Rewrite every line of the entries, not only the answers, from the line containing "Query: pedestal base of cake stand" through the end of the entries, shifting each coordinate in the answers up by 18. Omit the pictures.

Records pointing to objects in photos:
►

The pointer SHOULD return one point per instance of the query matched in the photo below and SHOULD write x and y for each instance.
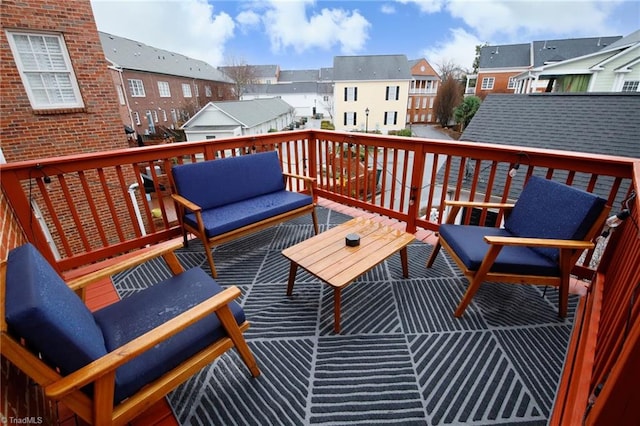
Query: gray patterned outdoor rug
(402, 357)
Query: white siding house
(371, 93)
(238, 118)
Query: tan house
(422, 92)
(371, 92)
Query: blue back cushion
(135, 315)
(548, 209)
(43, 310)
(224, 181)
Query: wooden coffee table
(327, 256)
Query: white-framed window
(487, 83)
(631, 86)
(350, 94)
(186, 90)
(349, 118)
(120, 94)
(393, 93)
(390, 117)
(163, 89)
(45, 69)
(136, 88)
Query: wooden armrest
(539, 242)
(139, 345)
(482, 204)
(127, 261)
(186, 203)
(306, 178)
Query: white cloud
(426, 6)
(459, 49)
(287, 25)
(189, 27)
(525, 19)
(387, 9)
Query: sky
(306, 34)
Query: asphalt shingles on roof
(371, 67)
(294, 76)
(134, 55)
(545, 51)
(597, 123)
(505, 56)
(254, 112)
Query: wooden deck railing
(83, 209)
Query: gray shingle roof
(252, 112)
(505, 56)
(540, 52)
(598, 123)
(558, 50)
(134, 55)
(371, 67)
(288, 76)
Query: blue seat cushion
(236, 215)
(225, 181)
(43, 310)
(135, 315)
(468, 243)
(548, 209)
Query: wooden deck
(103, 294)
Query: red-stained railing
(85, 208)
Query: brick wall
(152, 101)
(27, 134)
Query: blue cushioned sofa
(223, 199)
(110, 365)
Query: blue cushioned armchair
(223, 199)
(110, 365)
(544, 233)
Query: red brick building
(57, 99)
(160, 90)
(42, 116)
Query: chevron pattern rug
(402, 358)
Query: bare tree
(241, 73)
(449, 96)
(449, 68)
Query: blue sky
(301, 34)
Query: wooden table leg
(292, 277)
(405, 262)
(336, 309)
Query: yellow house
(371, 92)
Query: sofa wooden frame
(200, 233)
(100, 409)
(570, 251)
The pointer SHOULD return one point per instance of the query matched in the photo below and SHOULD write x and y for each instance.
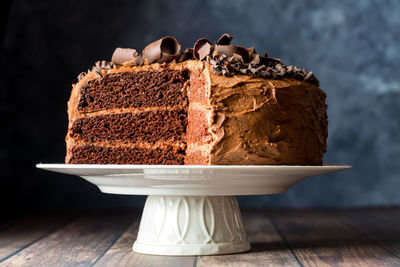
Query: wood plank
(18, 233)
(79, 243)
(267, 246)
(121, 254)
(322, 239)
(382, 225)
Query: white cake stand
(191, 210)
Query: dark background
(352, 46)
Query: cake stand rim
(190, 180)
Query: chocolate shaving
(224, 58)
(81, 75)
(229, 50)
(185, 55)
(97, 72)
(127, 56)
(225, 39)
(162, 50)
(202, 48)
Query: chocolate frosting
(294, 115)
(226, 59)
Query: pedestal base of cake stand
(191, 225)
(191, 210)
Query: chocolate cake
(215, 104)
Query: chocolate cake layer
(134, 89)
(90, 154)
(145, 126)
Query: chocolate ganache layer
(211, 104)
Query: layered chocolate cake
(214, 104)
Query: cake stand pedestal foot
(191, 225)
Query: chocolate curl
(185, 55)
(225, 39)
(126, 56)
(202, 48)
(162, 50)
(229, 50)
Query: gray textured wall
(352, 46)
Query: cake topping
(225, 39)
(202, 48)
(163, 50)
(225, 59)
(127, 56)
(185, 55)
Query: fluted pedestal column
(191, 225)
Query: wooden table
(358, 237)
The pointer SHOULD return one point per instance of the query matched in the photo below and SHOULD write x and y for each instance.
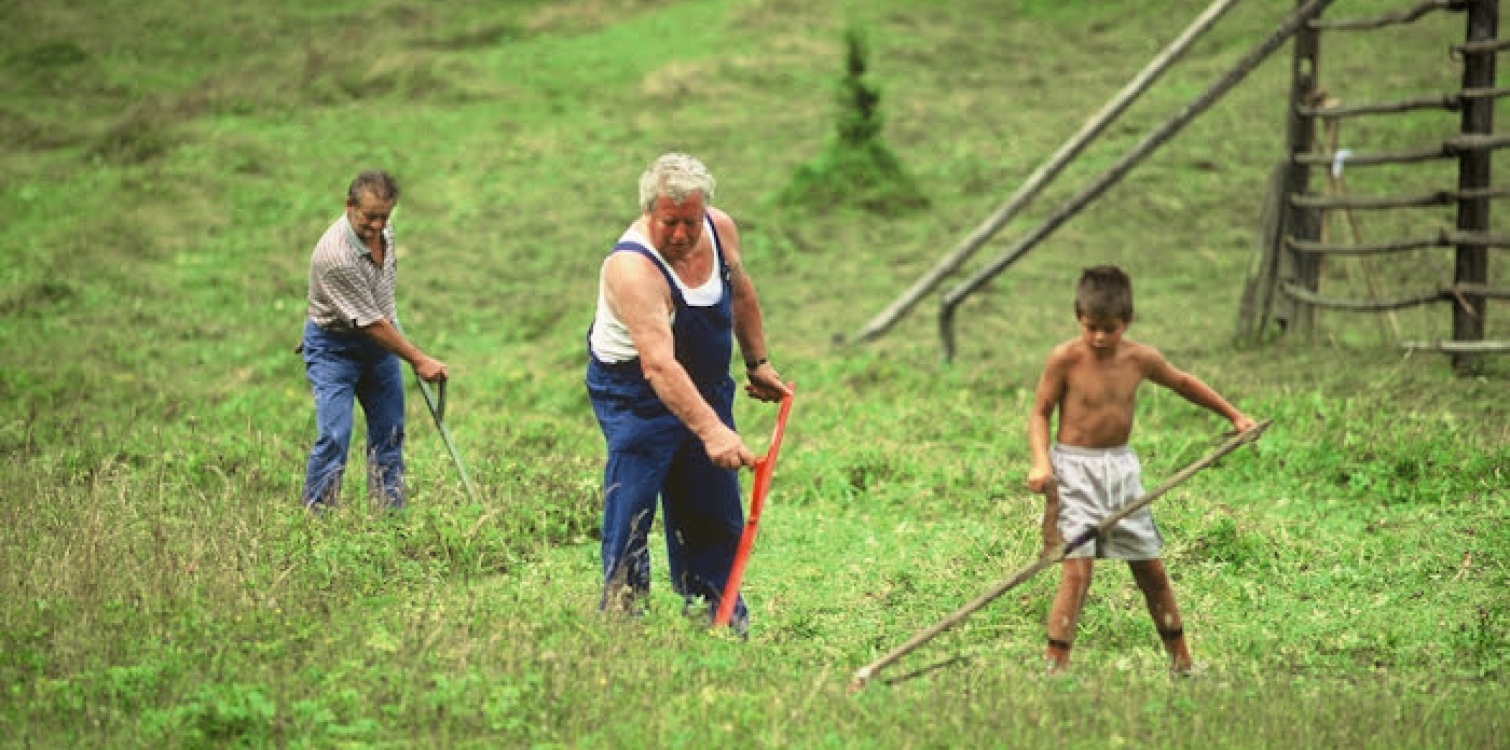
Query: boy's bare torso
(1100, 391)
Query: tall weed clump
(855, 168)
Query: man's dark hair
(1104, 292)
(375, 183)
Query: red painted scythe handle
(763, 468)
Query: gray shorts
(1092, 485)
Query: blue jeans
(346, 367)
(653, 454)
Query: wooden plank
(1447, 101)
(1397, 18)
(1442, 239)
(1450, 292)
(1125, 165)
(1451, 148)
(1402, 201)
(1314, 299)
(1459, 347)
(1471, 263)
(1044, 174)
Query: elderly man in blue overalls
(672, 298)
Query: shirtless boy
(1093, 381)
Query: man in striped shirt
(352, 346)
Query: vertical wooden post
(1302, 224)
(1473, 174)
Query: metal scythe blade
(1054, 556)
(438, 412)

◄

- **Response to this exercise**
Query: pedestal base of cake stand
(209, 243)
(209, 228)
Query: chocolate cake
(233, 122)
Query: chocolate cake layer
(152, 107)
(108, 172)
(163, 144)
Query: chocolate ganache layer
(229, 122)
Query: layered chocolate cake
(232, 122)
Query: cake stand pedestal foot
(209, 243)
Query: chocolate curl
(203, 73)
(243, 57)
(144, 74)
(220, 66)
(180, 68)
(247, 68)
Query: gray textured wall
(370, 64)
Query: cake topping
(243, 57)
(220, 66)
(181, 68)
(243, 77)
(145, 74)
(203, 73)
Query: fluted pedestal column
(209, 243)
Query: wooden table
(376, 255)
The pointer SHOULD return one point per instance of the query matched in the photo below and SHOULD write x and y for each instance.
Query: boy's bare torso
(1118, 409)
Query: tall weed clump
(873, 186)
Query: man's dark hair
(1122, 310)
(393, 201)
Query: red painted scythe handle
(781, 486)
Query: gray shorts
(1110, 503)
Query: blue jeans
(364, 385)
(671, 472)
Query: wooden plank
(1465, 119)
(1415, 36)
(1460, 257)
(1468, 310)
(1143, 183)
(1469, 166)
(1420, 219)
(1332, 317)
(1477, 365)
(1489, 281)
(1062, 192)
Query: elderly man in blue overalls
(690, 316)
Query: shirtless boy
(1111, 399)
Query: man in striped shirt
(370, 364)
Query: vertical wooden post
(1320, 242)
(1491, 192)
Query: metal scythe blade
(1072, 574)
(456, 430)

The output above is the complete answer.